ЗАДАНИЕ
Перепечатайте из приведенного ниже отрывка фрагмент от слов «Иванушкина мы называли» до слов «их в академии.», не меняя в нем ни одного знака.

ОТРЫВОК
______________________________

Иванушкина мы называли «другом народа» или «собирателем фольклора». Иванушкин поговорил с Зальцманом, и рассудил здраво -
« Трудящиеся посылают на фронт подарки, посылки, теплые вещи для бойцов, танки, самолеты, так что это - противопоставление трудящихся правительству?
Вы тоже сделали подарок фронтовикам. А ваш Калюжный просто дурак.
Идите и спокойно учитесь. Все это глупости».
Не знаю, вмешался ли в этот вопрос капитан Иванушкин, но для Зальцмана все закончилось благополучно, он получил от Калюжного только 8 суток гаупвахты.
Когда осужденных Ходоровского и Куденкова отправляли на фронт через флотский экипаж в Ярославле, начальник ВММА бригврач Иванов пообещал, что если они хорошо проявят себя на фронте, то он восстановит их в академии.
Курсант Куденков, через несколько месяцев был возвращен на учебу.
А Фима Ходоровский отказался от должности фельдшера в медпункте флотского экипажа. Он напросился рядовым бойцом в бригаду морской пехоты, воевал в разведроте, отличился в боях, участвовал в захвате семи «языков», награжден орденом. Но вернуться в академию Ходоровскому не довелось.

______________________________

ИСХОДНЫЕ ДАННЫЕ
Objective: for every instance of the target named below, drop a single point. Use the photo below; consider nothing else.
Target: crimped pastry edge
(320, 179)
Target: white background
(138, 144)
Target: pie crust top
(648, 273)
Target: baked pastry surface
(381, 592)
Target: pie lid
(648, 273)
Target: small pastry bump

______________________________

РЕШЕНИЕ ЗАДАНИЯ
Иванушкина мы называли «другом народа» или «собирателем фольклора». Иванушкин поговорил с Зальцманом, и рассудил здраво -
« Трудящиеся посылают на фронт подарки, посылки, теплые вещи для бойцов, танки, самолеты, так что это - противопоставление трудящихся правительству?
Вы тоже сделали подарок фронтовикам. А ваш Калюжный просто дурак.
Идите и спокойно учитесь. Все это глупости».
Не знаю, вмешался ли в этот вопрос капитан Иванушкин, но для Зальцмана все закончилось благополучно, он получил от Калюжного только 8 суток гаупвахты.
Когда осужденных Ходоровского и Куденкова отправляли на фронт через флотский экипаж в Ярославле, начальник ВММА бригврач Иванов пообещал, что если они хорошо проявят себя на фронте, то он восстановит их в академии.